§ Source extract:
====================

Ah, the refrain of Summer. I'm anticipating my own version. Be kind to yourself - this too shall pass.

Anonymous said...

I'm right there with ya!

Anonymous said...

hang in there, laura. i'm acting crazy in the not so good way myself.

Anonymous said...

I hear you! I think those of us who aren't naturally easy-breezy are the ones who need to let go the most. I've been working on this. It sounds odd, but adding an activity has helped me let go of some others. Getting to the gym for walking or yoga comes first for me 4-5 times a week now. I do this before anything else. It's like enforced meditation time. If this comes first, it's the other things that have to go, not the mental health that has to go. And just having some precious minutes away from screaming children is priceless.

Anonymous said...

Your kids are little---it gets easier (well, physically easier) as they get older.
My kids (8, 12, 13) drive me nuts too, but I CAN sit on the couch and be driven nuts. If that's any help!

beki said...

Sometimes you have to let something go. I've been doing this lately. It's helping.

====================

§ Data excerpts:
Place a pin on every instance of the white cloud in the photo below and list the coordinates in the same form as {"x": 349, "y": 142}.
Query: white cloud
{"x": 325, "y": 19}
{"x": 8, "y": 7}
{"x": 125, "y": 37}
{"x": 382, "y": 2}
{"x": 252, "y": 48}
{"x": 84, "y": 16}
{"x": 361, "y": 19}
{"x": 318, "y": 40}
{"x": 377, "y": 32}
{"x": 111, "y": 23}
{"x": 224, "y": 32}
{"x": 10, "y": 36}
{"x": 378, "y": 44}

====================

§ Problems to solve:
[a] Answer these questions about the blog comments on feeling overwhelmed during summer, one per line:
(i) How many times a week does the commenter who walks or does yoga at the gym go?
(ii) What ages are the children of the commenter who can sit on the couch and be driven nuts?
(iii) Which named commenter says that letting something go lately has been helping?
[b] Write the next part of the blog comment thread about feeling overwhelmed during summer, starting after beki's comment.

§ Answers to the exercise:
[a]
(i) 4-5 times a week
(ii) 8, 12, and 13
(iii) beki

[b]
Anonymous said...

I have no words of advice. I'm feeling the same way and about to scream! If you find the answer, please share it with me before someone gets hurt (most likely me). You and I should probably stop obsessing over our yard and flowers, for one thing. And does the damn house really need to be that clean all the time (why yes it does, thank you very much). GRRRRRRRRRR Can we spell OCD?

misschris said...

::: hugs ::: for you. Don't be so hard on yourself. We loves ya, babe.

Anonymous said...

i haven't a clue... yesterday i my daughter asked if i could please stop cleaning and play tennis in the garage with them. I thought, i just want to clean the garage so they have more fun playing tennis. But i think they would have rather me play with them instead. Need to stop doing that!

Chickenbells said...

That is a good question. When you find the answer to that, you absolutely must let me in on it. I'm thinking that life, while it has it's moments...is supposed to be mostly fun (please say that's true) But, I'm looking at who's standards I'm trying to hold myself up to...I'm not sure if they're even mine...

Anonymous said...

Hang in there. Finding balance is hard.

Stacy said...

oh, sweets.... Are you SURE you want to give up a day to mess with my scrapbooky disaster? I, too, feel the same way a lot of the time. But you know what? I gave up {most of} the crack {blog reading and writing} and I seriously feel terribly liberated. I know you can't - given it's your work... but is there SOMETHING you can just write the "F" off?

Apple said...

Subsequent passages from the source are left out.